• [REQUIRED ACTION]:
As an exercise, copy out the entries exactly as written.

• [DATASET EXCERPTS]:

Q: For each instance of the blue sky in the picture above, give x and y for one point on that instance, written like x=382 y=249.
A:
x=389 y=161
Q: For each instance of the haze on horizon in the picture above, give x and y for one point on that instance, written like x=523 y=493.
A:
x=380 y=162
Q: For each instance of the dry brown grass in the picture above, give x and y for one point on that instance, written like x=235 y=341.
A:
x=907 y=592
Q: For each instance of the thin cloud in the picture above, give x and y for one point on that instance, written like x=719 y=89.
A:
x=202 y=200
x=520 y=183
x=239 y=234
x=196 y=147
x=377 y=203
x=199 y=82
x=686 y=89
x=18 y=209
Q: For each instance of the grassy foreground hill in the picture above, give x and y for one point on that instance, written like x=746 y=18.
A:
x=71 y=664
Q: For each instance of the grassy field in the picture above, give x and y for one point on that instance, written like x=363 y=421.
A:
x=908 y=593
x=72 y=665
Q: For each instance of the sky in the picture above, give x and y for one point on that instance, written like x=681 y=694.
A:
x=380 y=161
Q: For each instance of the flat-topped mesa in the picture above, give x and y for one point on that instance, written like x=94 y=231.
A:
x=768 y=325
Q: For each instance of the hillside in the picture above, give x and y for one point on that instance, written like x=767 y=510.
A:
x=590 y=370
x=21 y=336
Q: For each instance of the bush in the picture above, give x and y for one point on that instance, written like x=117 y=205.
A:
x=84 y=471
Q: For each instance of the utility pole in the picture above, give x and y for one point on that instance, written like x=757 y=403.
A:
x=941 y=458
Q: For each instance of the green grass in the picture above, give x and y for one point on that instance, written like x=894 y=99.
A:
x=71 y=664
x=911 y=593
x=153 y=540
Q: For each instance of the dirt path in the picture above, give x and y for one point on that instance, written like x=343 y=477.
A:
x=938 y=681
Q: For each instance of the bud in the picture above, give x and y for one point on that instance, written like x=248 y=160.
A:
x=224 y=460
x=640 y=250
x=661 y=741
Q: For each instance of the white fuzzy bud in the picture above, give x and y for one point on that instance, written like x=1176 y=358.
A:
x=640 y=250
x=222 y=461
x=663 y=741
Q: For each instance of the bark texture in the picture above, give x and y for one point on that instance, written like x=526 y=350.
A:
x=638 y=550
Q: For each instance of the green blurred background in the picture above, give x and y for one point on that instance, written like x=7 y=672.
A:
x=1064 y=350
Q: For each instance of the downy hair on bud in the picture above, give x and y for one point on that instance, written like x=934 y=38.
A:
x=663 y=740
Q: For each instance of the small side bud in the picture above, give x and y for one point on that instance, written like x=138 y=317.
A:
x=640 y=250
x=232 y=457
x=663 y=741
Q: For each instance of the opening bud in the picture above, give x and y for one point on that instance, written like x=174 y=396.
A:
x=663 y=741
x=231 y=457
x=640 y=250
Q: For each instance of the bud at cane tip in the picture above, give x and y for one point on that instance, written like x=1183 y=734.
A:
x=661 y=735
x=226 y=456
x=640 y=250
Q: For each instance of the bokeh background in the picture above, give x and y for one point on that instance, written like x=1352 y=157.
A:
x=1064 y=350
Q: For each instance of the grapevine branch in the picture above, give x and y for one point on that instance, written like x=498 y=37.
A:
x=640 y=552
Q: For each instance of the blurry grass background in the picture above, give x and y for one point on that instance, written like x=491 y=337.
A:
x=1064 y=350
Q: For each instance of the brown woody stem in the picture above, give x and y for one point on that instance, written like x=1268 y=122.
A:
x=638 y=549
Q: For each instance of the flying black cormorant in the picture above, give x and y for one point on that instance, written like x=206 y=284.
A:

• [RESPONSE AREA]:
Q: For each instance of the blue sky in the picture above, give x and y for one point on that instance, written like x=382 y=249.
A:
x=389 y=161
Q: For each instance of the haze on horizon in the picture above, give x and y for one point on that instance, written like x=523 y=493.
A:
x=380 y=162
Q: For each instance of the dry brown grass in the picture above, give x and y for one point on that instance, written like x=235 y=341.
A:
x=907 y=592
Q: For each instance of the thin cloud in the picture above, give x and y for one point on that instance, written like x=719 y=89.
A:
x=202 y=200
x=520 y=183
x=239 y=234
x=196 y=147
x=377 y=203
x=199 y=82
x=686 y=89
x=18 y=209
Q: For each instance of the grassy foreground hill in the picture above, give x and y for one point on that instance, written like x=746 y=18.
A:
x=71 y=664
Q: For each instance of the grassy field in the picture above, give x and y for one point on that instance, written like x=363 y=421.
A:
x=908 y=593
x=72 y=665
Q: For each instance of the sky in the picture above, give x and y for one point on that instance, written like x=681 y=694.
A:
x=380 y=161
Q: For each instance of the flat-topped mesa in the picture above, give x and y for one point on that instance, written like x=94 y=231.
A:
x=768 y=325
Q: For each instance of the hillside in the picture above, give x and y for one point on that instance, written like x=767 y=510.
A:
x=590 y=370
x=21 y=336
Q: For each instance of the bush in the picture above, give x and y for one point on that instance, written like x=117 y=205.
A:
x=84 y=471
Q: For each instance of the utility pole in the picture above, give x and y for one point on that instance, written like x=757 y=403.
A:
x=941 y=458
Q: For each instance of the green grass in the picture above, give x and y for one point on that instance, written like x=894 y=99.
A:
x=71 y=664
x=911 y=593
x=153 y=540
Q: For each instance of the dirt path in the picture above, give x and y for one point on that instance, written like x=343 y=477.
A:
x=938 y=681
Q: For each instance of the bud in the picture above, give x and y for one point on that instance, written like x=248 y=160.
A:
x=224 y=460
x=640 y=250
x=661 y=741
Q: For each instance of the white fuzzy bud in the picture above, give x and y for one point on that instance, written like x=1176 y=358.
A:
x=640 y=250
x=222 y=461
x=663 y=741
Q: For each instance of the bark texture in the picture above, give x and y for one point on that instance, written like x=526 y=350.
A:
x=638 y=550
Q: For each instance of the green blurred background in the picture above, give x and y for one point on that instance, written like x=7 y=672.
A:
x=1064 y=350
Q: For each instance of the downy hair on bud in the picture above, give x and y for one point on that instance, written like x=934 y=38.
A:
x=663 y=740
Q: For each instance of the small side bud in the picture above, give x and y for one point on that instance, written like x=138 y=317.
A:
x=640 y=250
x=232 y=457
x=663 y=741
Q: For each instance of the opening bud in the picture above, give x and y for one point on that instance, written like x=174 y=396.
A:
x=663 y=741
x=231 y=457
x=640 y=250
Q: For each instance of the bud at cane tip in the picture above, give x and y for one point on that instance, written like x=1183 y=734.
A:
x=661 y=735
x=226 y=456
x=640 y=250
Q: For each instance of the bokeh background in the picture above, give x and y for one point on that instance, written like x=1352 y=157.
A:
x=1064 y=350
Q: For each instance of the grapevine branch in the picture above, give x and y for one point on that instance, written like x=498 y=37.
A:
x=640 y=552
Q: For each instance of the blurry grass background in the picture above, give x and y for one point on that instance, written like x=491 y=337.
A:
x=1064 y=350
Q: For each instance of the brown woody stem in the picture above, give x and y for one point on that instance, written like x=1268 y=122.
A:
x=638 y=549
Q: For each instance of the flying black cormorant in the picture above, give x and y for one point on that instance, written like x=206 y=284.
A:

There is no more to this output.